Written problem A – Can you quote the forum thread on Perl word counts exactly, starting at "FILE wordcount is" and ending at "Any ideas ?"?

________________________

There may, in fact, be no filename associated with a filehandle:

open FILE, 'date|' or die "problem running date program $!";

What "filename" should FILE have now?


If you want to use the filename later, save it into a variable.


John
 
J

John W. Krahn

elhombre said:
I'm sure this is a typical newbie error but I cannot see why this prints

FILE wordcount is 17 when it should print c:\original.txt word count is
17.

If I try

print $_ . " word count is " . $wordCount . "\n";

it complains that $_ is unitialised and I cannot see why.

Any ideas ?


foreach (@ARGV) {
open(FILE, $_) or die "File $_ does not exist";
while (<FILE>) {
my @words = split;
foreach my $word (@words) {
$wordCount++;
}
}
print FILE . " word count is " . $wordCount . "\n";
close FILE;
$wordCount = 0;
}

Try it like this:

while ( <> ) {
$wc += split;
eof && print "$ARGV word count is $wc\n" and $wc = 0;
}



John
 
E

elhombre

Try it like this:

while ( <> ) {
$wc += split;
eof && print "$ARGV word count is $wc\n" and $wc = 0;
}



John

Hi John, it doesn't like it and is complaining that "Use of implicit split
to @_ is deprecated "

Wayne
 
J

John W. Krahn

elhombre said:
Hi John, it doesn't like it and is complaining that "Use of implicit
split to @_ is deprecated "

while ( <> ) {
$wc += () = split;
eof && print "$ARGV word count is $wc\n" and $wc = 0;
}


John
 
T

Tim McDaniel

You are trying to alias $_ to both a file name and a line. In cases
when you have an outer and an inner loop, you need to be specific in
at least one of them.

________________________

Written problem B – Can you print the entries below exactly as lines, starting at the line that contains "Could there be any instrument" and ending at the line that contains "255;22;332;102"?

________________________

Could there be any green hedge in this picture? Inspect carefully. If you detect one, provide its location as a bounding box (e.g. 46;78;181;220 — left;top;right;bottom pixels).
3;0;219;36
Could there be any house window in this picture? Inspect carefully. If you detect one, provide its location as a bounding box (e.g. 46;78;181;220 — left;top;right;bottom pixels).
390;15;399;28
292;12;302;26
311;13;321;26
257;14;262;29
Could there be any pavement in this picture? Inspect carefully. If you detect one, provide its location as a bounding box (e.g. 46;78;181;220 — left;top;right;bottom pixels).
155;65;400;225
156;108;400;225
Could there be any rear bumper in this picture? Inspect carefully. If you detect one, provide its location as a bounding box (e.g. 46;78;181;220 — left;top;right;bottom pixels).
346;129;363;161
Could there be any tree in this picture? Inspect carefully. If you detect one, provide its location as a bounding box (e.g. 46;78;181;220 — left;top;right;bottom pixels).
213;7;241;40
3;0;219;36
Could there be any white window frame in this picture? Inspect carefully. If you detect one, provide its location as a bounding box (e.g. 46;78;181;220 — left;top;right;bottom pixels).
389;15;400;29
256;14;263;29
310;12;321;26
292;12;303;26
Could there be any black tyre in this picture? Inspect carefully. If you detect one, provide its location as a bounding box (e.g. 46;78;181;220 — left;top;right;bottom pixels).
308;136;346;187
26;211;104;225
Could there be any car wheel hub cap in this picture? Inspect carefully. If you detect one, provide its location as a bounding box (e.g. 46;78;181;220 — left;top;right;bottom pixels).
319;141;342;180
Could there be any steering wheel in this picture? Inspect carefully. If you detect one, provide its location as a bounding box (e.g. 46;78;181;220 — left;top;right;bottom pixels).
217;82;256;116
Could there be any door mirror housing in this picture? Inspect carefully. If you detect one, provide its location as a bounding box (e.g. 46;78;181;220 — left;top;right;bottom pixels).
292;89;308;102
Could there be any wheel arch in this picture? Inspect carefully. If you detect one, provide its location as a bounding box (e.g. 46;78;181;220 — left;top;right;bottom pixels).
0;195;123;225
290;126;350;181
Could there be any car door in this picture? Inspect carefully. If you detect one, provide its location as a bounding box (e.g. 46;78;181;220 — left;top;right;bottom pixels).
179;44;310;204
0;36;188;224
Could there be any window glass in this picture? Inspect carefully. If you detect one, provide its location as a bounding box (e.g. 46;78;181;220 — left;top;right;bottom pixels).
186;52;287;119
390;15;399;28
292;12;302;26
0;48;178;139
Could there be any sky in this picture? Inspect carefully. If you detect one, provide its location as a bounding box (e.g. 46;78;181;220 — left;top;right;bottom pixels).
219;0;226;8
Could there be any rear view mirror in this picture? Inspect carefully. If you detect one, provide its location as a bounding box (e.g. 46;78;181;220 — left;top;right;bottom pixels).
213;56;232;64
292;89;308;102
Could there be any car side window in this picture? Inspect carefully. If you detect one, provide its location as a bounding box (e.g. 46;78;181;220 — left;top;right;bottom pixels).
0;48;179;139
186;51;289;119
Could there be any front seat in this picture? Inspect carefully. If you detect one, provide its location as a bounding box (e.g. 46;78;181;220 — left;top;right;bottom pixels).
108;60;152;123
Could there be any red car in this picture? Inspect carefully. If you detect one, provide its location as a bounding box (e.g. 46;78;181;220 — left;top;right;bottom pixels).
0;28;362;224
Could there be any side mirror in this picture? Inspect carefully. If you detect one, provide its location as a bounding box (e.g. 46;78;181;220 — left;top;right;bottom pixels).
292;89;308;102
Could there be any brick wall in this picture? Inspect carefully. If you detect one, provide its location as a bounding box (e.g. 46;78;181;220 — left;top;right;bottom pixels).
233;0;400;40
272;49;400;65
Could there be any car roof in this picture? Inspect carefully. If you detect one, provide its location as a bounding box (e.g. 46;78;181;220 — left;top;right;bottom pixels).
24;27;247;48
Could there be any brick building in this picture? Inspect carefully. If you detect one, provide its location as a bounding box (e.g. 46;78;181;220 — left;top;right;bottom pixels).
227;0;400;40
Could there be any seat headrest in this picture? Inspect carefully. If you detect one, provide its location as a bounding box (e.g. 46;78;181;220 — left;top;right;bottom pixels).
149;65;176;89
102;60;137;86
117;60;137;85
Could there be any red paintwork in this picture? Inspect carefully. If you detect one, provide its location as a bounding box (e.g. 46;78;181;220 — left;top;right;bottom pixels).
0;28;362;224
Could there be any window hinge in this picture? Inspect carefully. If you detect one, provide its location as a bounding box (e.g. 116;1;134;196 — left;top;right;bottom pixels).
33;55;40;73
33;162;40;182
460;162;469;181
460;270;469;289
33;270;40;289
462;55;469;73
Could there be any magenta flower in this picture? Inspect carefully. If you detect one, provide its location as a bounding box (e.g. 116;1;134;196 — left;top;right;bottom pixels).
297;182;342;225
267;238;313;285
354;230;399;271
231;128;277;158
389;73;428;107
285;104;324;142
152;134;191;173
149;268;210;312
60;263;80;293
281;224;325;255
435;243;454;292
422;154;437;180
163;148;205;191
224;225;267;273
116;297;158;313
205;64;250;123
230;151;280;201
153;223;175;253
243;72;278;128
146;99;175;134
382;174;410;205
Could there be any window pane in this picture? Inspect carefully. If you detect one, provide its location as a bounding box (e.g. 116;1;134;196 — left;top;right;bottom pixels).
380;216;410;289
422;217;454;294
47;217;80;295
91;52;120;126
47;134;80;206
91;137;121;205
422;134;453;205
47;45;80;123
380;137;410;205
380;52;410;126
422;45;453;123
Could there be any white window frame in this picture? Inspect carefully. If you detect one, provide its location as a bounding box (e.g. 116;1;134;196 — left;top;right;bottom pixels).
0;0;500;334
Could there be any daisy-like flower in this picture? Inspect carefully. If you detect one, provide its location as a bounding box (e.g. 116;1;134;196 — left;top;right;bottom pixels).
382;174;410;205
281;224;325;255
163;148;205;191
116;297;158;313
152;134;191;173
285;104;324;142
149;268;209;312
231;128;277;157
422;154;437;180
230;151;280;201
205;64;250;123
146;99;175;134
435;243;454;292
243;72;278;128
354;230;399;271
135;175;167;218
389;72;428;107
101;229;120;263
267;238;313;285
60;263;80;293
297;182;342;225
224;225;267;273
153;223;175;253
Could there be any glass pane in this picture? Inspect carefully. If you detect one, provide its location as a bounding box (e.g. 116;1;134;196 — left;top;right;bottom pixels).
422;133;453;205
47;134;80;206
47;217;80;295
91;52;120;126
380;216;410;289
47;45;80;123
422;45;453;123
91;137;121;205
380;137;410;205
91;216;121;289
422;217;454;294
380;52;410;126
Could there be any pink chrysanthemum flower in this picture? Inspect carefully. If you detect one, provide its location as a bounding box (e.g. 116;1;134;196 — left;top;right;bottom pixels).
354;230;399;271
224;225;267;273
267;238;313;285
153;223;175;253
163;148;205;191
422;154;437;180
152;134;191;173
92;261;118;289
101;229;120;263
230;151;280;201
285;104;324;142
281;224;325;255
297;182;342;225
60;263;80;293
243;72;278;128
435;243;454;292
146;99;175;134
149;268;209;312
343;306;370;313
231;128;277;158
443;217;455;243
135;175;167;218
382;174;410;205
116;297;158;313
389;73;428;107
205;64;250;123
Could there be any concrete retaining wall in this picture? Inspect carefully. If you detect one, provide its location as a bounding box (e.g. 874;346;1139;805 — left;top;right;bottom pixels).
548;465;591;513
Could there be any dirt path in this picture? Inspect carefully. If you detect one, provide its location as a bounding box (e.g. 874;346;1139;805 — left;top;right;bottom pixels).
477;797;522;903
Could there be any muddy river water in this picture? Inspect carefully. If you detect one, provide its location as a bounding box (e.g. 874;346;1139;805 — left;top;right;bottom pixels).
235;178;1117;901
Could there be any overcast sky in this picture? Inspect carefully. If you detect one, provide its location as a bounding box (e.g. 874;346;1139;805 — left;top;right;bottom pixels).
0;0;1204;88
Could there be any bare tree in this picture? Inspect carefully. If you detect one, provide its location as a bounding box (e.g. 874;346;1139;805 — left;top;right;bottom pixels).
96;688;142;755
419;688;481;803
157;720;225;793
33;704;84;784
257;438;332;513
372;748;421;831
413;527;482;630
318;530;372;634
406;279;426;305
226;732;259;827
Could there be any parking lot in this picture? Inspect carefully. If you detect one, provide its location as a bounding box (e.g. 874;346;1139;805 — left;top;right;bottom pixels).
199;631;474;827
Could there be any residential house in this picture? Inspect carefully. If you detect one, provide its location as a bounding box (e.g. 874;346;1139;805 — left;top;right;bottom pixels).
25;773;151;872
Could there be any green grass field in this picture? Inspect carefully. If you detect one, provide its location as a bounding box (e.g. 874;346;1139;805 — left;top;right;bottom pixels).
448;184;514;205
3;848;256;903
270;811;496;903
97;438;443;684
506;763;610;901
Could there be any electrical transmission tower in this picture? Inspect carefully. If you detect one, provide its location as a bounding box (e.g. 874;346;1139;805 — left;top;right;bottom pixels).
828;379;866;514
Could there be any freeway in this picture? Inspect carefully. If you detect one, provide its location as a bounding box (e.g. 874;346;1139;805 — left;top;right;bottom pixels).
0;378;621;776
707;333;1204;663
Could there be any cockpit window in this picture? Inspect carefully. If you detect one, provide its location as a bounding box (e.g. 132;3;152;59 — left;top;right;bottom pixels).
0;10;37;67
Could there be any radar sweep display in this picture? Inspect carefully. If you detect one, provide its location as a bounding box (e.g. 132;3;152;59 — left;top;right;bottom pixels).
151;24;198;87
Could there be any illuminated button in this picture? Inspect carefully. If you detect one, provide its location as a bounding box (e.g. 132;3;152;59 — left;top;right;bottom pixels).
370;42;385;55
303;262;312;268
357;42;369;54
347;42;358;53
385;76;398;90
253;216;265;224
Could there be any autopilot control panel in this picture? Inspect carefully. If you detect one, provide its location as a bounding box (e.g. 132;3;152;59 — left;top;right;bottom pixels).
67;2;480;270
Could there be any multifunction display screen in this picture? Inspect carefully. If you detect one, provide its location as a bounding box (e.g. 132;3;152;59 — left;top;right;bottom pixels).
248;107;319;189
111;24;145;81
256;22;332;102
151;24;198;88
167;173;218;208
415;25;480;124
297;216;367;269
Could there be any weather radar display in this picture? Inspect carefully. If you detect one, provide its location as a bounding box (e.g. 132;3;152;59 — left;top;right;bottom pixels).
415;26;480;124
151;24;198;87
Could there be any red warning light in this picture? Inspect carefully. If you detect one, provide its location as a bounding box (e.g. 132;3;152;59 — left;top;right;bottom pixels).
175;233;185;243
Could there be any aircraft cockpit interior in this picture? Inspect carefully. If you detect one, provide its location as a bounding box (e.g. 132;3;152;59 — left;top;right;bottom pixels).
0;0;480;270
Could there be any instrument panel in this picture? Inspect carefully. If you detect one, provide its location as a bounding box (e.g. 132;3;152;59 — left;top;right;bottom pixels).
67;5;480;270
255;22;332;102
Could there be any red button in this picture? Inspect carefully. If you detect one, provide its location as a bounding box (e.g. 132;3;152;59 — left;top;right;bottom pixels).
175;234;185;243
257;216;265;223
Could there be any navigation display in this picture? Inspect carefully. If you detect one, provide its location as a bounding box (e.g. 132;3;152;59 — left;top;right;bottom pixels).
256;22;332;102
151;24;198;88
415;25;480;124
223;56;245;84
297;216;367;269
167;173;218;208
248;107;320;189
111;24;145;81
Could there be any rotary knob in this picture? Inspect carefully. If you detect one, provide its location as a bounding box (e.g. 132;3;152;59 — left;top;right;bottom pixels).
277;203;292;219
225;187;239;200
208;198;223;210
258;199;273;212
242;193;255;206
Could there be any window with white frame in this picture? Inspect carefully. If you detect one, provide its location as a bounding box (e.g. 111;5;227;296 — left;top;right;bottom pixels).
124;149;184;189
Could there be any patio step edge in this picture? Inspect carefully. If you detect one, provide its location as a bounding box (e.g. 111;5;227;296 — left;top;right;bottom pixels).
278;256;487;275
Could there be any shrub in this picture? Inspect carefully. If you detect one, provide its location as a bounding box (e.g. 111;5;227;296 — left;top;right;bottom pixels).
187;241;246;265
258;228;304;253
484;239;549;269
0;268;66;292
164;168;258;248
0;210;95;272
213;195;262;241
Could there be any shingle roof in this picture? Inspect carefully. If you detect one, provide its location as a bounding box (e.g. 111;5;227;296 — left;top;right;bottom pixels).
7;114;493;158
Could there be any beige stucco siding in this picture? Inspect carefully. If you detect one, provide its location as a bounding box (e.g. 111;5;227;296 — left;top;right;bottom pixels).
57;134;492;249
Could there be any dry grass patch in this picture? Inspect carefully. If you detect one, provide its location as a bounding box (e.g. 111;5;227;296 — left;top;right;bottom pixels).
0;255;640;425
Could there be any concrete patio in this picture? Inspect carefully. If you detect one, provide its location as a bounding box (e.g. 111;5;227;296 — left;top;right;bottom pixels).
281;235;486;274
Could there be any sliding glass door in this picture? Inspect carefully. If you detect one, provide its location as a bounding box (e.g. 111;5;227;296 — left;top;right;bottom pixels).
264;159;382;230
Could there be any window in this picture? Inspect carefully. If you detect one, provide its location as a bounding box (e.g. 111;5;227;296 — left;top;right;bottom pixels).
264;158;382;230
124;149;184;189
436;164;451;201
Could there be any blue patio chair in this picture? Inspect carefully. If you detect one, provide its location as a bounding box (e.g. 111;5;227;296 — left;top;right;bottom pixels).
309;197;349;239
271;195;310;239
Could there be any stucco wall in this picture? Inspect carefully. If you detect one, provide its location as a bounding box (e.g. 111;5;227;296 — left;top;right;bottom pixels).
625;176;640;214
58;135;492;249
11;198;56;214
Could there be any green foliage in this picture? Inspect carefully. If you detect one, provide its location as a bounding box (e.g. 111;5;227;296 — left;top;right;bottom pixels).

________________________

Full output A –
FILE wordcount is 17 when it should print c:\original.txt word count is
17.

If I try

print $_ . " word count is " . $wordCount . "\n";

it complains that $_ is unitialised and I cannot see why.

Any ideas ?

Full output B –
Could there be any instrument panel in this picture? Inspect carefully. If you detect one, provide its location as a bounding box (e.g. 132;3;152;59 — left;top;right;bottom pixels).
67;5;480;270
255;22;332;102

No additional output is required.